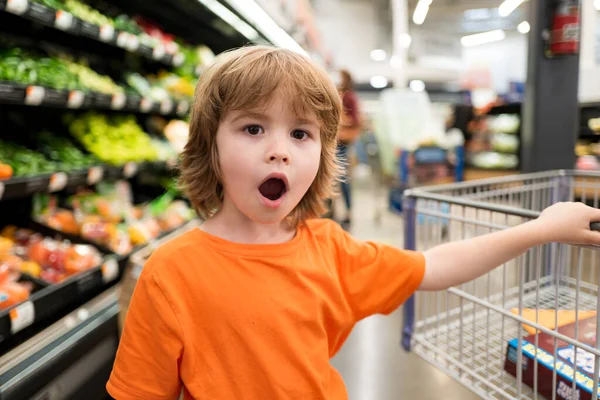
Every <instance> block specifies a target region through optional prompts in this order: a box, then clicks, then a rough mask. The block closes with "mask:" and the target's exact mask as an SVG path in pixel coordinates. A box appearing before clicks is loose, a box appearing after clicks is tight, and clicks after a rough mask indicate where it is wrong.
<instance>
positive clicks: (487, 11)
mask: <svg viewBox="0 0 600 400" xmlns="http://www.w3.org/2000/svg"><path fill="white" fill-rule="evenodd" d="M497 14H498V11H497V9H495V8H475V9H471V10H467V11H465V12H464V13H463V15H464V17H465V19H466V20H468V21H482V20H486V19H490V18H493V17H496V15H497Z"/></svg>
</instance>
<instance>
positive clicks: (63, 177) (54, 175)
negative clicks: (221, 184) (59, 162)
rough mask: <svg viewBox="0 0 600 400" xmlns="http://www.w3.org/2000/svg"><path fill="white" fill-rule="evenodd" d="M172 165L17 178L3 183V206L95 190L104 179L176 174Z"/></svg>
mask: <svg viewBox="0 0 600 400" xmlns="http://www.w3.org/2000/svg"><path fill="white" fill-rule="evenodd" d="M172 165H173V164H172V163H169V162H162V161H153V162H144V163H137V162H128V163H125V164H124V165H122V166H113V165H108V164H102V165H94V166H90V167H88V168H83V169H81V170H75V171H66V172H65V171H57V172H54V173H51V174H44V175H36V176H28V177H13V178H11V179H7V180H0V202H1V201H2V200H9V199H19V198H26V197H28V196H31V195H32V194H35V193H54V192H59V191H61V190H64V189H65V188H76V187H81V186H91V185H94V184H96V183H98V182H100V181H102V180H103V179H130V178H133V177H134V176H136V175H137V174H138V173H140V172H141V171H145V170H147V169H148V170H151V171H156V170H157V167H160V168H161V170H172V169H173V168H171V166H172Z"/></svg>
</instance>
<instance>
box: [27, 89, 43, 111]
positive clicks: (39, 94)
mask: <svg viewBox="0 0 600 400" xmlns="http://www.w3.org/2000/svg"><path fill="white" fill-rule="evenodd" d="M45 94H46V91H45V90H44V88H43V87H40V86H28V87H27V89H26V90H25V104H27V105H28V106H39V105H40V104H42V101H44V96H45Z"/></svg>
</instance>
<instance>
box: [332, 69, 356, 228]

---

■ **Work request**: Rewrite all of the lines above, replacing each "positive clicks" with "foreground clicks" and keeping everything else the same. Leave the pictures out of your answer.

■ **Answer for this exercise**:
Every <instance> block specifies a target region through optional prompts in this order: a box, then clicks, then a rough mask. The block closes with "mask:" and the target's exact mask as an SVG path in pixel coordinates. A box appearing before clicks is loose, a box appearing after clicks is tight, and clicks after a rough mask indicate where it is wrong.
<instance>
foreground clicks: (487, 11)
mask: <svg viewBox="0 0 600 400" xmlns="http://www.w3.org/2000/svg"><path fill="white" fill-rule="evenodd" d="M497 14H498V11H497V9H495V8H475V9H471V10H467V11H465V12H464V13H463V15H464V17H465V19H466V20H468V21H482V20H486V19H490V18H493V17H496V15H497Z"/></svg>
</instance>
<instance>
foreground clicks: (63, 177) (54, 175)
negative clicks: (221, 184) (59, 162)
rough mask: <svg viewBox="0 0 600 400" xmlns="http://www.w3.org/2000/svg"><path fill="white" fill-rule="evenodd" d="M172 165L17 178L3 183V206L95 190L104 179L176 174Z"/></svg>
mask: <svg viewBox="0 0 600 400" xmlns="http://www.w3.org/2000/svg"><path fill="white" fill-rule="evenodd" d="M172 165H173V164H172V163H169V162H162V161H153V162H144V163H137V162H128V163H125V164H124V165H122V166H113V165H108V164H102V165H94V166H90V167H88V168H83V169H81V170H75V171H66V172H65V171H57V172H54V173H51V174H44V175H36V176H28V177H13V178H11V179H7V180H0V202H1V201H2V200H9V199H19V198H26V197H28V196H31V195H32V194H35V193H54V192H59V191H61V190H64V189H65V188H76V187H81V186H91V185H94V184H96V183H98V182H100V181H102V180H103V179H130V178H133V177H134V176H136V175H137V174H138V173H140V172H141V171H145V170H147V169H148V170H151V171H156V170H157V167H160V168H161V170H172V169H173V168H171V166H172Z"/></svg>
</instance>
<instance>
box: [27, 89, 43, 111]
foreground clicks: (39, 94)
mask: <svg viewBox="0 0 600 400" xmlns="http://www.w3.org/2000/svg"><path fill="white" fill-rule="evenodd" d="M45 94H46V91H45V90H44V88H43V87H40V86H28V87H27V89H26V90H25V104H27V105H28V106H39V105H40V104H42V101H44V96H45Z"/></svg>
</instance>
<instance>
box: [332, 69, 356, 228]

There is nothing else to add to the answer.